◆ **Passage provided**:
=-=-=

4x14
This week on WRENCast we will be featuring the voices and personal narratives of four eighth-grade students.
I met these four extraordinary young women this Spring when I was asked to work with their class at the Housatonic Valley Waldorf School in Newton, CT at the invitation of their class teacher Laura Hayes.
A few episodes ago in my piece “Ignore the Five Paragraph Essay” I wrote about the time we spent together as a group discussing writing, but the majority of my time that week was spent in hour-long individual sessions with each of the eight students. In these individual sessions, I had the privilege of witnessing and encouraging the development of short, personal narratives they were composing for publication with the We Are America Project - Voices of the Nation’s Future.
Ms. Hayes had woven writing throughout her class’s middle school experience, and more than one student proudly told me that she was already a published author. Ms. Hayes has written some context about the class as they embarked upon the We Are America Project that, with her permission, I would like to share with you. She writes:
We took a real interest in the world in the last two years of middle school. We read biographies, we studied geography, we read the news and put the current events into historical context. We carefully studied phenomena in science experiments and learned about the anatomy of our human body. We repeatedly looked at the ideas and ideologies that influence today's American politics and society. Having a real interest in the world and the other person is fundamental in learning about one’s own identity.
In the last semester of the eighth grade, we turned this interest around and looked inside. Who am I? What has shaped and influenced me so far? How do I interact with the world around me? These were quite personal questions that the students aimed to answer. They captured their observations, musings, and profound stories in essays that then were published by the We Are America Project - Voices of the Nation’s Future.
I have worked with college students on writing for over a decade, but this was my first experience with 14-year-olds. I wasn’t sure what to expect from this age and in my mind’s eye, I was picturing something like a class of Enola Holmes/Tina Belcher hybrids.
The wisdom, creativity, self-reflection, and bravery exhibited by each of these students, in our conversations and in their writing, brought me tremendous joy and hope. At the end of our week together, I invited the class to share their pieces here on WRENCast, and today we will feature four of their pieces.

=-=-=

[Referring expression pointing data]
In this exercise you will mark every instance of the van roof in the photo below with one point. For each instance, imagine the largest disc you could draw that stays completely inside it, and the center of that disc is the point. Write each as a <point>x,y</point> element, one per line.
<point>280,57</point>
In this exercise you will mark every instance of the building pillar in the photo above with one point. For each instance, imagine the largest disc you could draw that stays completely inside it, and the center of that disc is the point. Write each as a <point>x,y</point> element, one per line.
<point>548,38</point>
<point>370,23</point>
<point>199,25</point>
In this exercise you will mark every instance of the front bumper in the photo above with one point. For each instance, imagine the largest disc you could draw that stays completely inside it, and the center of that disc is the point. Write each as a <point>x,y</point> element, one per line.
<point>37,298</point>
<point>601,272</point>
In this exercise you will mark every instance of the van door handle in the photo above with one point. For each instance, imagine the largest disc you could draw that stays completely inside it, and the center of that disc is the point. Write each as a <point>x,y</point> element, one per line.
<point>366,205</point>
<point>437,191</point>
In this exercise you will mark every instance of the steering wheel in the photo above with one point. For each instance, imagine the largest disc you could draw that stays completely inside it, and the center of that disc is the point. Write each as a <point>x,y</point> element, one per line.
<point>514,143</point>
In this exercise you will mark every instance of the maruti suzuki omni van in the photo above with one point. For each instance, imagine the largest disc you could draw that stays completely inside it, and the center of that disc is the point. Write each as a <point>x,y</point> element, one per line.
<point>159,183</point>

=-=-=

◆ **Required tasks**:
#1 Reproduce the portion of the WRENCast introduction between "The wisdom, creativity, self-reflection, and" and "of their pieces.", inclusive.
#2 In the WRENCast introduction, at which school did the class of eighth-grade students study?

◆ **Answers for the exercise**:
#1
The wisdom, creativity, self-reflection, and bravery exhibited by each of these students, in our conversations and in their writing, brought me tremendous joy and hope. At the end of our week together, I invited the class to share their pieces here on WRENCast, and today we will feature four of their pieces.

#2 The Housatonic Valley Waldorf School in Newton, CT.